Biomechanical activation of vascular endothelium as a determinant of its functional phenotype

Abstract

One of the striking features of vascular endothelium, the single-cell-thick lining of the cardiovascular system, is its phenotypic plasticity. Various pathophysiologic factors, such as cytokines, growth factors, hormones, and metabolic products, can modulate its functional phenotype in health and disease. In addition to these humoral stimuli, endothelial cells respond to their biomechanical environment, although the functional implications of this biomechanical paradigm of activation have not been fully explored. Here we describe a high-throughput genomic analysis of modulation of gene expression observed in cultured human endothelial cells exposed to two well defined biomechanical stimuli-a steady laminar shear stress and a turbulent shear stress of equivalent spatial and temporal average intensity. Comparison of the transcriptional activity of 11,397 unique genes revealed distinctive patterns of up- and down-regulation associated with each type of stimulus. Cluster analyses of transcriptional profiling data were coupled with other molecular and cell biological techniques to examine whether these global patterns of biomechanical activation are translated into distinct functional phenotypes. Confocal immunofluorescence microscopy of structural and contractile proteins revealed the formation of a complex apical cytoskeleton in response to laminar shear stress. Cell cycle analysis documented different effects of laminar and turbulent shear stresses on cell proliferation. Thus, endothelial cells have the capacity to discriminate among specific biomechanical forces and to translate these input stimuli into distinctive phenotypes. The demonstration that hemodynamically derived stimuli can be strong modulators of endothelial gene expression has important implications for our understanding of the mechanisms of vascular homeostasis and atherogenesis.

Figure 1

Global patterns of biomechanical activation of human endothelial genes revealed by transcriptional profiling. Scatterplots (log-log) of normalized intensities of each array element (13,325 unique clones) under the various experimental conditions examined: static 1 and static 2 (two separate no-flow experiments), TSS, and LSS. Differential expression of a given clone is reflected by deviation from the black diagonal line. Red diagonal defines ≥2-fold up-regulation; blue diagonal, ≥2-fold down-regulation. Gray box includes genes with levels of expression less than 1,500 (see Materials and Methods).

Figure 2

Hierarchical clustering analysis of genes responding to biomechanical stimulation in cultured endothelial cells. Named genes whose mRNA levels showed significant up- or down-regulation (≥2-fold) and whose level of expression was ≥1,500 under laminar vs. static or turbulent vs. static conditions were selected. These 143 genes were clustered hierarchically into groups on the basis of the patterning of their expression profiles, by the procedure of Eisen et. al. (17). Each column represents a single experiment, and each row represents a single gene. For each gene, the ratio of mRNA levels for LSS/static conditions and TSS/static conditions, is denoted by a color code. Blue squares represent lower than static levels of gene expression in the LSS or TSS samples (ratios less than 1); white squares represent genes equally expressed (ratios near 1); red squares represent higher than static levels of gene expression (ratios greater than 1). Color saturation reflects the magnitude of the log/ratio (see color scale). Full cluster diagram with complete names and accession numbers is available at http://vessels.bwh.harvard.edu/papers/PNAS2001.

# STORED DATA
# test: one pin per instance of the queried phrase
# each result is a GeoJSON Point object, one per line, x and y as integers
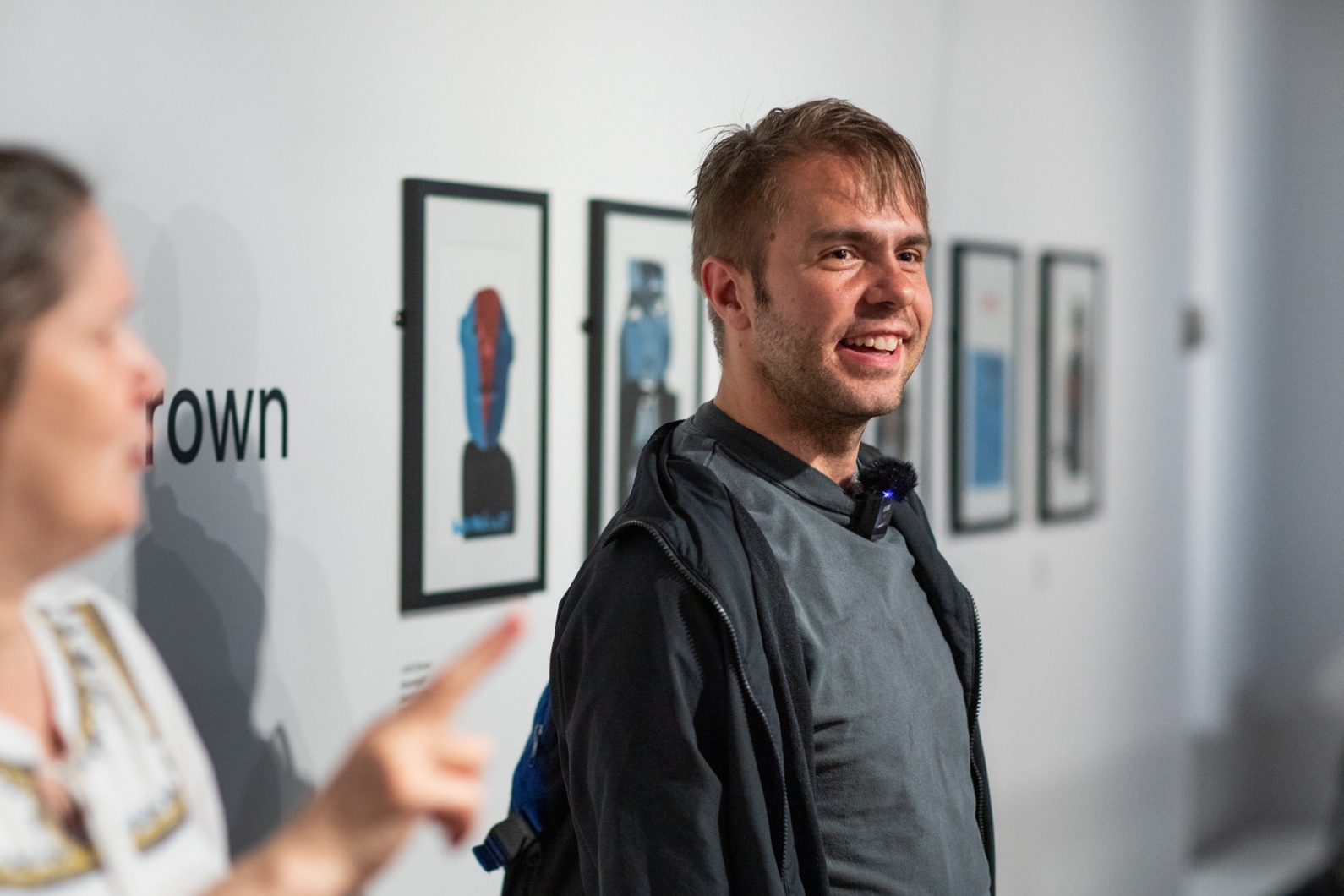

# PROBLEM DETAILS
Reproduce the part of the vascular endothelium text between "Global patterns of biomechanical activation of" and "Materials and Methods).", inclusive.

# ANSWER FOR THE TASK
Global patterns of biomechanical activation of human endothelial genes revealed by transcriptional profiling. Scatterplots (log-log) of normalized intensities of each array element (13,325 unique clones) under the various experimental conditions examined: static 1 and static 2 (two separate no-flow experiments), TSS, and LSS. Differential expression of a given clone is reflected by deviation from the black diagonal line. Red diagonal defines ≥2-fold up-regulation; blue diagonal, ≥2-fold down-regulation. Gray box includes genes with levels of expression less than 1,500 (see Materials and Methods).